REQUIRED TASK — Which lines in the material below contain the word "dark"? Copy each of those lines.

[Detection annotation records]
----
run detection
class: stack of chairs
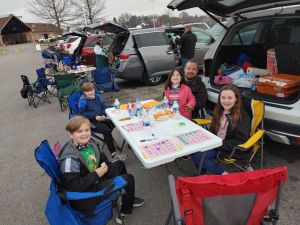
[21,75,51,108]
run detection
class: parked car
[63,36,81,55]
[207,21,228,39]
[168,0,300,145]
[89,22,214,85]
[38,35,56,44]
[81,34,113,66]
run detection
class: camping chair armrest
[193,118,212,125]
[238,130,265,150]
[168,174,181,224]
[58,176,127,200]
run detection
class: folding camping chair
[54,74,81,111]
[67,91,125,152]
[21,75,51,108]
[36,67,56,96]
[194,99,265,171]
[166,167,287,225]
[92,67,120,99]
[35,140,126,225]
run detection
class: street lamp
[149,0,155,28]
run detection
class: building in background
[0,14,61,46]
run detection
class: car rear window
[232,22,261,45]
[134,32,168,48]
[67,37,79,43]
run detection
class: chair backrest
[35,140,61,184]
[68,91,83,119]
[21,75,30,87]
[250,99,265,136]
[243,98,265,136]
[54,74,76,90]
[176,168,287,225]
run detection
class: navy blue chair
[35,140,126,225]
[68,91,125,151]
[21,75,51,108]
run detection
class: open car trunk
[207,16,300,104]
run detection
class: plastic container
[172,101,180,119]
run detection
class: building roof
[26,23,59,33]
[0,14,14,31]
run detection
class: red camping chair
[166,167,287,225]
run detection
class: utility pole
[149,0,155,28]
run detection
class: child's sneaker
[116,212,127,224]
[112,152,127,162]
[133,197,145,208]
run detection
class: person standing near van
[184,59,207,119]
[176,26,197,68]
[94,37,108,68]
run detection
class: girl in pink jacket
[164,68,196,119]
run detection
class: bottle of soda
[161,96,169,109]
[172,101,180,119]
[135,98,142,118]
[114,98,120,112]
[127,102,134,117]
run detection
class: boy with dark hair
[78,82,127,161]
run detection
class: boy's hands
[184,104,193,112]
[96,116,105,121]
[95,163,108,177]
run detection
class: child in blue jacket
[78,82,127,161]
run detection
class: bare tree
[71,0,105,24]
[27,0,73,31]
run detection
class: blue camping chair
[92,67,120,99]
[68,91,125,151]
[35,67,56,95]
[21,75,51,108]
[35,140,126,225]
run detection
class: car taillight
[119,55,129,61]
[81,48,94,55]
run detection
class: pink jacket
[165,84,196,119]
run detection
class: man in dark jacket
[184,59,207,118]
[176,26,197,68]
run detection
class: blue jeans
[192,150,224,174]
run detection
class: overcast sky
[0,0,203,22]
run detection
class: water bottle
[128,102,134,117]
[143,111,150,127]
[114,98,120,112]
[172,101,180,119]
[135,98,143,118]
[161,96,169,109]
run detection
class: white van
[168,0,300,145]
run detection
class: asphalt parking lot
[0,44,300,225]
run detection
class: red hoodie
[165,84,196,119]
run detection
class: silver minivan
[168,0,300,145]
[93,22,215,85]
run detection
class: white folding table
[106,108,222,168]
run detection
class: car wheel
[144,74,162,86]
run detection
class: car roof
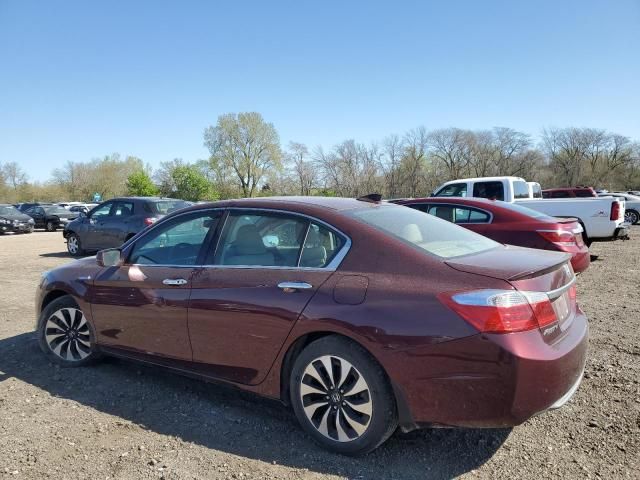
----
RESULT —
class: boy with dark hair
class: man in dark jacket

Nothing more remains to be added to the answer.